What to do: Could you write out the records exactly as they are given?

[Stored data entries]
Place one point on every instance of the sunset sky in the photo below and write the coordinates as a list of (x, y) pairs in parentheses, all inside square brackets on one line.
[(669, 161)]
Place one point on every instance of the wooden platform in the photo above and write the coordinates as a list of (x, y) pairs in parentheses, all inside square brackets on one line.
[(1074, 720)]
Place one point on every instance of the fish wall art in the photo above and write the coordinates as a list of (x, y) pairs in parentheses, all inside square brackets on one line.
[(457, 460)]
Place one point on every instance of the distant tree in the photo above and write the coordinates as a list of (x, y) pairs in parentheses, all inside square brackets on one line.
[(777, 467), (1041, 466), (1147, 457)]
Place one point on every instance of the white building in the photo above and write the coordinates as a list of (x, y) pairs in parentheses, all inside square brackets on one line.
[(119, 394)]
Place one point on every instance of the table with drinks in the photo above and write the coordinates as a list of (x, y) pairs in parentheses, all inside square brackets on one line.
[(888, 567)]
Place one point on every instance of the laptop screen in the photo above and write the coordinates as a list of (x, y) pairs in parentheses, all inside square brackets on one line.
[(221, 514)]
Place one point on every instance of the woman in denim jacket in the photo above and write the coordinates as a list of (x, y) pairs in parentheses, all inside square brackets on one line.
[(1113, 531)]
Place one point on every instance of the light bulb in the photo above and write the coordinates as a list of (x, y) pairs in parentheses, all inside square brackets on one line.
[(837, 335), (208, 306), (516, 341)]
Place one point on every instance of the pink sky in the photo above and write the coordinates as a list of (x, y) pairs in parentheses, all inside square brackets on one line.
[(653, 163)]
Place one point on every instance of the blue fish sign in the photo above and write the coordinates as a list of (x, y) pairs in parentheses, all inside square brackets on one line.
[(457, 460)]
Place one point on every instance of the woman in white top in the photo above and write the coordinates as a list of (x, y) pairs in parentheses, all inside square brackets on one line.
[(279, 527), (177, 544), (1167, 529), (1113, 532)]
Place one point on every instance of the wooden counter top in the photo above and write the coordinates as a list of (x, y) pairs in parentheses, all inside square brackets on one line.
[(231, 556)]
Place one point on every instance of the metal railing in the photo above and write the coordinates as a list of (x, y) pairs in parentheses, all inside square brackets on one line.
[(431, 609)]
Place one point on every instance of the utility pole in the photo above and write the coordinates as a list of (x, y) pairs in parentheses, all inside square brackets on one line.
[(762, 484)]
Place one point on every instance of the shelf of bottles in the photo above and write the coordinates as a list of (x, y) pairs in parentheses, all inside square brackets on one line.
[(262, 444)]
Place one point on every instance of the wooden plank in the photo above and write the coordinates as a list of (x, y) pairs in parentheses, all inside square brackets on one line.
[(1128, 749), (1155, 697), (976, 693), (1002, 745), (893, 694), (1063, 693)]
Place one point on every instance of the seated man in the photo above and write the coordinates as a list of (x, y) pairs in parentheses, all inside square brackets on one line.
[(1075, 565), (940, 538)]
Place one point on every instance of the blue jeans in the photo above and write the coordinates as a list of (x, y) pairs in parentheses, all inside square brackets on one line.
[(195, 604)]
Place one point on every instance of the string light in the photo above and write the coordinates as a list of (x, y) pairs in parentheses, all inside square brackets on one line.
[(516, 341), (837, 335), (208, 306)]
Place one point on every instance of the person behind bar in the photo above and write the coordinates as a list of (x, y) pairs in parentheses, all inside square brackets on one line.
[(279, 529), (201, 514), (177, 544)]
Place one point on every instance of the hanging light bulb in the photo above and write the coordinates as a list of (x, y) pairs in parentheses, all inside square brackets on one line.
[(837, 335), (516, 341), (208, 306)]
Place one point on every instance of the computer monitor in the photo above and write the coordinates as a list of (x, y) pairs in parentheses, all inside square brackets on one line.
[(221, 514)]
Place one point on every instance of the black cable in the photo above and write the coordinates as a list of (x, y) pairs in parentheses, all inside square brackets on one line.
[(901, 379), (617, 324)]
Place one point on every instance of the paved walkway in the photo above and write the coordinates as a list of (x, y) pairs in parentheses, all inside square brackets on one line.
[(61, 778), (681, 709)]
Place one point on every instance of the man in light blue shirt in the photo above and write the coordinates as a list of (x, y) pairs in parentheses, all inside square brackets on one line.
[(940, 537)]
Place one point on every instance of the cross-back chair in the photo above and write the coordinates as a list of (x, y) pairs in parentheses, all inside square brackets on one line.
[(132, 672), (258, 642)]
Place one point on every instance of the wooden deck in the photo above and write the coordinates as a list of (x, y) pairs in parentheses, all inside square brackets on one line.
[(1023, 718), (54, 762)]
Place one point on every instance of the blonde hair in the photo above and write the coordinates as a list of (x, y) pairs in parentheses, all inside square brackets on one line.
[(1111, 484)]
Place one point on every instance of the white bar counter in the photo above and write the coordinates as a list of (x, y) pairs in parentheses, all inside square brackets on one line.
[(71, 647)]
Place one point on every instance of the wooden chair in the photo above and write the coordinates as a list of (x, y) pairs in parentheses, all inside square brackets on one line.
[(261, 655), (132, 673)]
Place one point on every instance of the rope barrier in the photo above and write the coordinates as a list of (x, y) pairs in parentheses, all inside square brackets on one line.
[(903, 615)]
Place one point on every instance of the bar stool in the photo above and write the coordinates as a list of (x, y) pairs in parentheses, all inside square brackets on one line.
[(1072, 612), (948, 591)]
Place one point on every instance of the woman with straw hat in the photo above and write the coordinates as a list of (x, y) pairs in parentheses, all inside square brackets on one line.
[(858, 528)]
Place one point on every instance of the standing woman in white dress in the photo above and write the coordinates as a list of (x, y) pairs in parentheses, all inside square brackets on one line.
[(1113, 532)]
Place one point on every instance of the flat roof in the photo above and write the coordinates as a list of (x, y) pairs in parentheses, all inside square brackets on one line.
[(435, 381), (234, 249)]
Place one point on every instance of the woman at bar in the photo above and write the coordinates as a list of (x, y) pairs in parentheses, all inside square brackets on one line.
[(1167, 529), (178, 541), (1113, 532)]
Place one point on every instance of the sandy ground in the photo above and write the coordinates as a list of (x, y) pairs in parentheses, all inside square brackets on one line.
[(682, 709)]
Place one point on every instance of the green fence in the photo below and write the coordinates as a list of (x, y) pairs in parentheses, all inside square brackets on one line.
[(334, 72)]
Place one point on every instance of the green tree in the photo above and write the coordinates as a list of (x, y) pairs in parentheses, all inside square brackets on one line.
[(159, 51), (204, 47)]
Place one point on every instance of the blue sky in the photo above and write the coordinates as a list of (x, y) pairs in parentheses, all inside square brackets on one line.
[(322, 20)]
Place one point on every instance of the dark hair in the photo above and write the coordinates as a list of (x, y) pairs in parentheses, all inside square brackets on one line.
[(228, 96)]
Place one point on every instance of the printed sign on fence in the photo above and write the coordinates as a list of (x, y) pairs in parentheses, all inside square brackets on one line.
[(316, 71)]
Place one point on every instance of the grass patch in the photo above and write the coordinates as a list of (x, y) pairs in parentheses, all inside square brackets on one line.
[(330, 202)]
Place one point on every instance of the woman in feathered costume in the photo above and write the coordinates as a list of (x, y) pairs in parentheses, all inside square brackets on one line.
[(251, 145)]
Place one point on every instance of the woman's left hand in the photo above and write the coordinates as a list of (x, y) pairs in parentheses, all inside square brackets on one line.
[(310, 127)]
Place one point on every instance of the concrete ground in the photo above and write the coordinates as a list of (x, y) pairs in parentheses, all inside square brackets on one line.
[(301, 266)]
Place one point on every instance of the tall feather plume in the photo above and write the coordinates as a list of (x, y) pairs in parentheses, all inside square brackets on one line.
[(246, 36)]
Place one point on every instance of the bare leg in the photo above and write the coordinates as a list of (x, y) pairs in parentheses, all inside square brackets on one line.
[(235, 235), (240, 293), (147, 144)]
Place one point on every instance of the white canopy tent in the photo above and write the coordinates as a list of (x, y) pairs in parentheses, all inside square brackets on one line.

Problem solution:
Place one point on every instance of the sunset sky in the photo below and write the coordinates as a list of (x, y) pairs in parentheses, all inside square brackets on one line.
[(669, 161)]
Place one point on every instance of the wooden platform in the photo above and write the coordinates as a list of (x, y) pairs in parentheses, all inside square brackets on one line.
[(1074, 720)]
Place one point on every instance of the fish wall art in the photo above and write the coordinates as a list of (x, y) pairs in parentheses, all inside square brackets on one line.
[(457, 460)]
Place one point on every instance of the distant tree in the photo above and write the coordinates as a list of (x, y) pairs in parentheses, all inside square brackets on one line.
[(777, 467), (1041, 466), (1147, 457)]
Place one point on every instance of the white building in the photo above and write the coordinates as a list of (x, y) pairs in parentheses, all inside square brackets on one line.
[(119, 394)]
Place one point on every instance of the table with drinks in the photo above and write the coordinates as a list of (x, y) pairs in parentheses, all inside square brackets on one line.
[(888, 567)]
Place one point on every instance of the laptop screen in the photo above and write the coordinates as a list of (x, y) pairs in parentheses, all inside square brackets on one line.
[(221, 514)]
Place one point on every instance of the woman in denim jacket in the photo above and write the coordinates as a list of (x, y) pairs in parentheses, all inside square brackets on one line.
[(1113, 531)]
Place one point on every instance of the light bulb in the photo above and write the coordinates as a list of (x, y) pairs in parentheses, all inside square brackets on one line.
[(837, 335), (208, 306), (516, 341)]
Place one point on every instance of the pink sky in the photo above and write the coordinates as a list of (x, y) pairs in parentheses, all inside square brackets on one line.
[(653, 163)]
Place one point on every instance of the blue fish sign in the photo above and write the coordinates as a list of (x, y) pairs in parentheses, all inside square brackets on one line.
[(457, 460)]
Place one point on every instance of the woman in white top in the photo above and write the coordinates as a list of (x, y) pairs in parentheses, all inside square brackets on one line.
[(279, 527), (177, 544), (1167, 529), (1113, 532)]
Place one point on every instance of the wooden counter top in the photo above and write the coordinates as a list of (x, y) pairs in parentheses, all inside square brackets on one line.
[(231, 556)]
Place one point on every instance of the metal railing in the photo above and write the coordinates as a list of (x, y) pairs in parentheses, all inside square brackets on one line.
[(431, 609)]
Place one point on every instance of the utility pole in the photo above and write the coordinates as a list of (x, y) pairs in parentheses, all inside square brackets on one line.
[(762, 484)]
Place one point on every instance of the shelf of bottles in the photo above and write the coordinates as a list of (x, y) pairs in parentheses, all inside square brackets on one line.
[(262, 444)]
Place one point on every instance of the wooden plank in the photo above and write the coordinates as a list of (x, y) pairs in parentheses, all inside square brackets on one line.
[(1128, 749), (1155, 697), (976, 693), (1002, 745), (893, 694), (1063, 693)]
Place one point on every instance of the seated man in the photo above and write the coordinates as a list of (x, y) pairs in parentheses, all inside square brackets on one line.
[(1075, 565), (940, 538)]
Place one point on every instance of the blue jeans in the photo above and write the coordinates as a list of (x, y) pairs in parentheses, all inside square brackets on one line.
[(195, 604)]
Place one point on every instance of the string light in the photo above and write the coordinates as a list of (x, y) pairs in parentheses, all inside square brackets on one line.
[(516, 341), (837, 335), (208, 306)]
Place one point on every instance of the person behind bar in the photo above and write the coordinates as a list of (x, y) pairs in parentheses, all inside square brackets on one line.
[(279, 529), (201, 514), (177, 544)]
Place one point on every instance of the hanging light bulb in the photo above and write the coordinates as a list of (x, y) pairs in parentheses, all inside square brackets on one line.
[(837, 335), (516, 341), (208, 306)]
Place one point on every instance of the computer monitor in the photo above and write the coordinates as a list of (x, y) pairs in parentheses, all inside square brackets on one line.
[(221, 514)]
Place one point on every instance of the black cable in the photo above and write the coordinates as a list of (x, y) pairs in parentheses, all inside square brackets on one line.
[(901, 379), (617, 324)]
Place one point on every instance of the paved walkway in the photo above and write the coordinates as a list of (x, y) pairs in parentheses, all inside square brackets on one line.
[(61, 778), (681, 709)]
Place one point on every instance of the man in light blue shirt in the photo above and write the coordinates as a list of (x, y) pairs in parentheses, all inside square brackets on one line.
[(940, 537)]
Place one point on every instance of the cross-back chair in the photo above and write the coordinates as a list of (x, y) pairs in parentheses, all inside square brackets on one line.
[(132, 672), (258, 642)]
Place one point on every instance of the wooden deck in the photo above and write the coordinates as a list of (x, y) pairs in parentheses, all inside square brackets on one line.
[(1023, 718), (54, 762)]
Place one point on every instance of the blonde hair in the photo above and write the coordinates as a list of (x, y) pairs in parentheses, all inside square brackets on one line.
[(1111, 484)]
Place one point on every instance of the white bar counter in the photo above and write the coordinates as a list of (x, y) pairs in parentheses, all inside square brackets on one line.
[(71, 647)]
Place one point on every instance of the wooden chair in the photo above and write the coordinates as a list of (x, y) pairs in parentheses, all inside square brackets on one line.
[(261, 655), (132, 673)]
Place one point on every instance of the rope barrier in the photo above and write the coordinates as a list of (x, y) pairs in parentheses, all inside square brackets on one line.
[(903, 615)]
Place one point on every instance of the bar stool in the photo above and write the coordinates as a list of (x, y) pairs in parentheses, all inside square brackets on one line.
[(1072, 612), (948, 591)]
Place one point on every instance of the woman with straw hat in the photo above and write the coordinates as a list of (x, y) pairs in parentheses, all inside square brackets on one line.
[(858, 528)]
Place one point on every instance of the standing woman in white dress in the photo above and write the coordinates as a list of (x, y) pairs in parentheses, all inside square brackets on one line.
[(1113, 532)]
Place one point on every instance of the flat roof in the photo above and write the coordinates as a list of (x, y) pairs in parentheses, all inside square brackets on one line.
[(435, 381), (234, 249)]
Place one point on every instance of the woman at bar in the photo above and write the coordinates as a list of (x, y) pairs in parentheses, all inside square brackets on one line.
[(1167, 529), (178, 541), (1113, 532)]
Place one point on every instance of the sandy ground in the photo above and write the coordinates as a list of (x, y) pairs in parentheses, all inside square brackets on one line.
[(682, 709)]
Place one point on every instance of the green fence in the photo below and write the coordinates as a list of (x, y) pairs in parentheses, all inside square brackets on one line.
[(334, 72)]
Place one point on every instance of the green tree in the photo above and write the coordinates as a list of (x, y) pairs in parentheses, all inside square brackets on one line.
[(159, 51), (204, 47)]
Place one point on every instance of the blue sky in the photo above and write the coordinates as a list of (x, y) pairs in parentheses, all inside square brackets on one line.
[(322, 20)]
Place one point on every instance of the dark hair in the photo above and write the coordinates as a list of (x, y) pairs in parentheses, all inside square brackets on one line.
[(228, 96)]
Place one point on every instance of the printed sign on fence in the photo above and write the coordinates as a list of (x, y) pairs in parentheses, all inside square brackets on one line.
[(316, 71)]
Place one point on every instance of the grass patch in the photo above and write the coordinates as a list of (x, y) pairs in parentheses, all inside square brackets on one line.
[(330, 202)]
Place one point on every instance of the woman in feathered costume in the photo above and write the coordinates as a list of (x, y) pairs in parentheses, all inside square brackets on one line.
[(251, 145)]
Place one point on every instance of the woman's left hand in the photo above and write the coordinates as a list of (x, y) pairs in parentheses, all inside square brackets on one line.
[(310, 127)]
Place one point on every instance of the concrete ground in the photo above and write the coordinates as a list of (x, y) pairs in parentheses, all inside square brackets on one line.
[(301, 266)]
Place one point on every instance of the tall feather plume in the photo above and write the coordinates as a list of (x, y) pairs in parentheses, all inside square brackets on one line.
[(246, 36)]
Place one point on every instance of the bare leg in the photo above and write the coordinates as a list of (x, y) pairs in parentheses, all inside square brackets on one line.
[(235, 235), (240, 293), (147, 144)]
Place one point on every instance of the white canopy tent in the photo above and write the coordinates as a list of (x, y) pairs in parentheses, all inside square brackets on one line.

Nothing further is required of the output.